**Data extract**

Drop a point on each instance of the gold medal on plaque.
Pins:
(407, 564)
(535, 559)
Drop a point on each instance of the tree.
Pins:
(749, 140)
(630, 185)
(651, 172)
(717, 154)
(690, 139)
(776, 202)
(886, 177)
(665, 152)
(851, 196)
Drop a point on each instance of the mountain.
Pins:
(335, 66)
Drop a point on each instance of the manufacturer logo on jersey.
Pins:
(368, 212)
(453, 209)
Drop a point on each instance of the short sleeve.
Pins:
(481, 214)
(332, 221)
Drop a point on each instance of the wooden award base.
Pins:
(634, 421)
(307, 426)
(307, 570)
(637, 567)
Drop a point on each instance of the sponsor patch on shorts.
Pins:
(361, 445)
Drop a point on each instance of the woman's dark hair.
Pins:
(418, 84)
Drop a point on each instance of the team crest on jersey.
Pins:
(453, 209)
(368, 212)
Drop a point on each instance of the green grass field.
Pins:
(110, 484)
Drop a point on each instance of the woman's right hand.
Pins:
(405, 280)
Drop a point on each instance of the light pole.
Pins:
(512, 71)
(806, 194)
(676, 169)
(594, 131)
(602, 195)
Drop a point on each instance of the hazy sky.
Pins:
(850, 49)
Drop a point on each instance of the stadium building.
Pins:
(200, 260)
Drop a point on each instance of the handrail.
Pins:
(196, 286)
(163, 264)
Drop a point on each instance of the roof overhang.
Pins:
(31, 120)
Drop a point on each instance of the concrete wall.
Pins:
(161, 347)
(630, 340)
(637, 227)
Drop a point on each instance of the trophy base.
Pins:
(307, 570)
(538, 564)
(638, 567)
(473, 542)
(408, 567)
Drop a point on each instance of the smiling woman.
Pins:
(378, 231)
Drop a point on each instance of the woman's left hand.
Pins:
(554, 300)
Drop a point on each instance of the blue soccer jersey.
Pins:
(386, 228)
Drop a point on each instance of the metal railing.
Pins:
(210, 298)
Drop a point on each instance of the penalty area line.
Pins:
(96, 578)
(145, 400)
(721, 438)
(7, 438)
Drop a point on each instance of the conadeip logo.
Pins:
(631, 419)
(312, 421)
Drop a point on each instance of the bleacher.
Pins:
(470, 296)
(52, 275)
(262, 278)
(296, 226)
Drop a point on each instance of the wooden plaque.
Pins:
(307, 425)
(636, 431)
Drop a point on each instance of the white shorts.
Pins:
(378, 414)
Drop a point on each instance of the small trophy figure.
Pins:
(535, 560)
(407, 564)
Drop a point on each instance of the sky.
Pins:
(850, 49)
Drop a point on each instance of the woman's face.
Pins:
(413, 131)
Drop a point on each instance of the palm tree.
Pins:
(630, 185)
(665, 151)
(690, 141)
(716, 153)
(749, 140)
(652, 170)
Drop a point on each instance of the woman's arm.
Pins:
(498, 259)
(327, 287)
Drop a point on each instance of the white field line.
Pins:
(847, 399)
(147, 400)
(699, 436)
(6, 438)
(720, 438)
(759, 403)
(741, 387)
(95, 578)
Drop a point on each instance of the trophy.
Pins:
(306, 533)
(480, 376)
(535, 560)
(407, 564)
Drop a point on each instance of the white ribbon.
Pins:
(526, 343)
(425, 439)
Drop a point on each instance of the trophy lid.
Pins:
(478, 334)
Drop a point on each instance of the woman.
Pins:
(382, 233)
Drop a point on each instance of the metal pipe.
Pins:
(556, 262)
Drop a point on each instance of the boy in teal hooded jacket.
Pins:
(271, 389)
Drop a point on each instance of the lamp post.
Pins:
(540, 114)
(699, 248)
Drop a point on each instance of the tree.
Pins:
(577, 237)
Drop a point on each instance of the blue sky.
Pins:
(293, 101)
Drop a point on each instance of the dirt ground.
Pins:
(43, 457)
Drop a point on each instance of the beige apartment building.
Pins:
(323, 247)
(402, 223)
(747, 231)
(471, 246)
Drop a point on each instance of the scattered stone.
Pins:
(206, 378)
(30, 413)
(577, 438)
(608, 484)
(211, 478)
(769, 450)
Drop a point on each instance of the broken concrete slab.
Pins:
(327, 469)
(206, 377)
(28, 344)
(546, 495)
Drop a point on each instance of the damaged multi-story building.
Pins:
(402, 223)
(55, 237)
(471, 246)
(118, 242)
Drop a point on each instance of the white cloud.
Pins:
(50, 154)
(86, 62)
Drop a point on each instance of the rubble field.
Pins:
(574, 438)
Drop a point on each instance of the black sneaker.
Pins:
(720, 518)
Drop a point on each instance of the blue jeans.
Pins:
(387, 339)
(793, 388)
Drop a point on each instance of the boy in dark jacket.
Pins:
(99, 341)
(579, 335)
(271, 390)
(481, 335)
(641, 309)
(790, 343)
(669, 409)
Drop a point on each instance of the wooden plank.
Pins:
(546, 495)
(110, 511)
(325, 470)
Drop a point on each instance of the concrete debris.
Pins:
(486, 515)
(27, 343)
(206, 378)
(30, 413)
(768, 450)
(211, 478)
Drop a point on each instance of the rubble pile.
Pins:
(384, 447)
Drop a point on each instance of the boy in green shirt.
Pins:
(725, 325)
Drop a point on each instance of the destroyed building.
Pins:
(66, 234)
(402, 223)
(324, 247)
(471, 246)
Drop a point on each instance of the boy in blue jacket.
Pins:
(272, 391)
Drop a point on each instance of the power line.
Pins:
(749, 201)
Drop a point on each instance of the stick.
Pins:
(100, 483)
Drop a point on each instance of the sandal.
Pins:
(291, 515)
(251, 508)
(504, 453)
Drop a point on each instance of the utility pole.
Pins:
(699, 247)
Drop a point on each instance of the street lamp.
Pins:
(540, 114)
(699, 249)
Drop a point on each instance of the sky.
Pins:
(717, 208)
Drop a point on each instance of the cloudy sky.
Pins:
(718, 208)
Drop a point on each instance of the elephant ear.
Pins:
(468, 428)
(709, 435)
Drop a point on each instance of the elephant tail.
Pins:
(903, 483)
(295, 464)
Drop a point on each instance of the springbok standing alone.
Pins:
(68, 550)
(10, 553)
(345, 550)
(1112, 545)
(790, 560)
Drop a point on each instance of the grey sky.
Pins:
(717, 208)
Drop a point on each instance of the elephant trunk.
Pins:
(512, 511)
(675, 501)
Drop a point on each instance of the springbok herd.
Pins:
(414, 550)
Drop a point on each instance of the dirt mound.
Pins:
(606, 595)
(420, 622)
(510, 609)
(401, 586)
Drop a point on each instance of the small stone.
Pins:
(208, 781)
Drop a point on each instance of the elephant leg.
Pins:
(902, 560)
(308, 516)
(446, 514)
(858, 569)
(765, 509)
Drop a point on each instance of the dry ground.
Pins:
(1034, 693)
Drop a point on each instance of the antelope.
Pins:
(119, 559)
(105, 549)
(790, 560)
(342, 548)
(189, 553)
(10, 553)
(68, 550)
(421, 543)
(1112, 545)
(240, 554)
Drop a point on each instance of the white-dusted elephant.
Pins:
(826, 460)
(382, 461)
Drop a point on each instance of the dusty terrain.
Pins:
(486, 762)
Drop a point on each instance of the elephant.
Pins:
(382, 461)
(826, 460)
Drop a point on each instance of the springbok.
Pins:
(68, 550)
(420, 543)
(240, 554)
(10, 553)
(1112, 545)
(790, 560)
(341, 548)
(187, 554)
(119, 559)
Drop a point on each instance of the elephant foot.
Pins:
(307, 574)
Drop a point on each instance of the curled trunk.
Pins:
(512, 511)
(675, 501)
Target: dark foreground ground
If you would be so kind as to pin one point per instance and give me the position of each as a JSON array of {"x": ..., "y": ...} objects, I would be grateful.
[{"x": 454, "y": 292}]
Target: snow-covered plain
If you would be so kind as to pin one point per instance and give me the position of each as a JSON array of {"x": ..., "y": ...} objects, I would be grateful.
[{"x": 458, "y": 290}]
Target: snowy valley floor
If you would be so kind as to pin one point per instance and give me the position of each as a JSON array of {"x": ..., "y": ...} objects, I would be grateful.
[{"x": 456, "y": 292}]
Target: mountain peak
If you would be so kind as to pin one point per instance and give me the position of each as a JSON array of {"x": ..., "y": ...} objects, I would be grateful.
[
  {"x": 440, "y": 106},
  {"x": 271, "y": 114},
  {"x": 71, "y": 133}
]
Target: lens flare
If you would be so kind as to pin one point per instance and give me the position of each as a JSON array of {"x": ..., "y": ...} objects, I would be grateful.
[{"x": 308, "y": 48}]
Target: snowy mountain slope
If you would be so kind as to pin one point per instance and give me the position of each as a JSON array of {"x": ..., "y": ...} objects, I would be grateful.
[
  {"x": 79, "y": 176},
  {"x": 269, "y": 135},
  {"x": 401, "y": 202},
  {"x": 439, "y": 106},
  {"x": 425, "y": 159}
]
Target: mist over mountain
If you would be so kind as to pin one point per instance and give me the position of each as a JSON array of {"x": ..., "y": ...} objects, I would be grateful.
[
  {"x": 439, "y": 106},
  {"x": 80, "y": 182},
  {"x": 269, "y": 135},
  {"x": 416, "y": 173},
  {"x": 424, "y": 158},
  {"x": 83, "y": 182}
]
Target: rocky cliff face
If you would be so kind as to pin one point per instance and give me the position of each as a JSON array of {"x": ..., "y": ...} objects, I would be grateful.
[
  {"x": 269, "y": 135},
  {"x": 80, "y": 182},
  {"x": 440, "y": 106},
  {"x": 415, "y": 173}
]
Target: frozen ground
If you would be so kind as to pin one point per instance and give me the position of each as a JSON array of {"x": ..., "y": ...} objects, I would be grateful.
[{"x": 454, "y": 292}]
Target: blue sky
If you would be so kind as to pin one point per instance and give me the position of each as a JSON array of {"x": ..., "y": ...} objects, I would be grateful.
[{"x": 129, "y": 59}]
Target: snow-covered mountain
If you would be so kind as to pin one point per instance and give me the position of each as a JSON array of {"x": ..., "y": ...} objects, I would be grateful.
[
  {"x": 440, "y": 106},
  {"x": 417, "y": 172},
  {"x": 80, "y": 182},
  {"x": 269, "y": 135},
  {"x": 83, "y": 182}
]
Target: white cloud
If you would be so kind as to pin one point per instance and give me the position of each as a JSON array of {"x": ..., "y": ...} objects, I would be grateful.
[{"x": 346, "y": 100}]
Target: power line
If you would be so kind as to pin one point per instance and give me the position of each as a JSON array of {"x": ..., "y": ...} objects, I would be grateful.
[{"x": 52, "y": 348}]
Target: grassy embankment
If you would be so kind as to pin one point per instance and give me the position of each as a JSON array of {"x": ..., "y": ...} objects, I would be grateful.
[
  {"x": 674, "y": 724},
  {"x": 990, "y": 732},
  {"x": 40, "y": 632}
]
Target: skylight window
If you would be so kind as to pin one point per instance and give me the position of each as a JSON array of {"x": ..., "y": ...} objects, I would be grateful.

**Set problem**
Repeat the line that contains "Target: frozen ground", then every line after it until the records end, with nothing added.

**Task solution**
Target: frozen ground
If you would be so kind as to pin one point per instance and give me the position of each as a JSON array of {"x": ..., "y": ...} objects, I would be grateful.
[{"x": 454, "y": 292}]
Target: blue sky
If you would be so kind as to pin one point per instance and give me the position of each as a JSON array of {"x": ..., "y": ...} objects, I would be grateful.
[{"x": 129, "y": 59}]
Target: snow-covered mountain
If you would be so kind as to pin one point per instance and give me the position of each as a JSON array of {"x": ..., "y": ...} objects, I would be grateful.
[
  {"x": 440, "y": 106},
  {"x": 417, "y": 172},
  {"x": 80, "y": 182},
  {"x": 269, "y": 135},
  {"x": 83, "y": 182}
]
Target: white cloud
If you would be so kind as to pin one point per instance and give me the position of each as a JSON array of {"x": ..., "y": ...} objects, I would be grateful.
[{"x": 346, "y": 100}]
Target: power line
If you would be so kind as to pin one point per instance and give me the position of each as a JSON array of {"x": ..., "y": ...} objects, I would be grateful.
[{"x": 52, "y": 348}]
Target: grassy embankment
If you would be so kind as to pin one point per instance and give me the position of each as a JSON array of {"x": ..., "y": ...} objects, I would be grateful.
[
  {"x": 674, "y": 724},
  {"x": 990, "y": 732},
  {"x": 40, "y": 632}
]
Target: skylight window
If you would be so kind as to pin one point per instance and give me the position of each as a JSON array of {"x": ..., "y": ...} objects, I would be grateful.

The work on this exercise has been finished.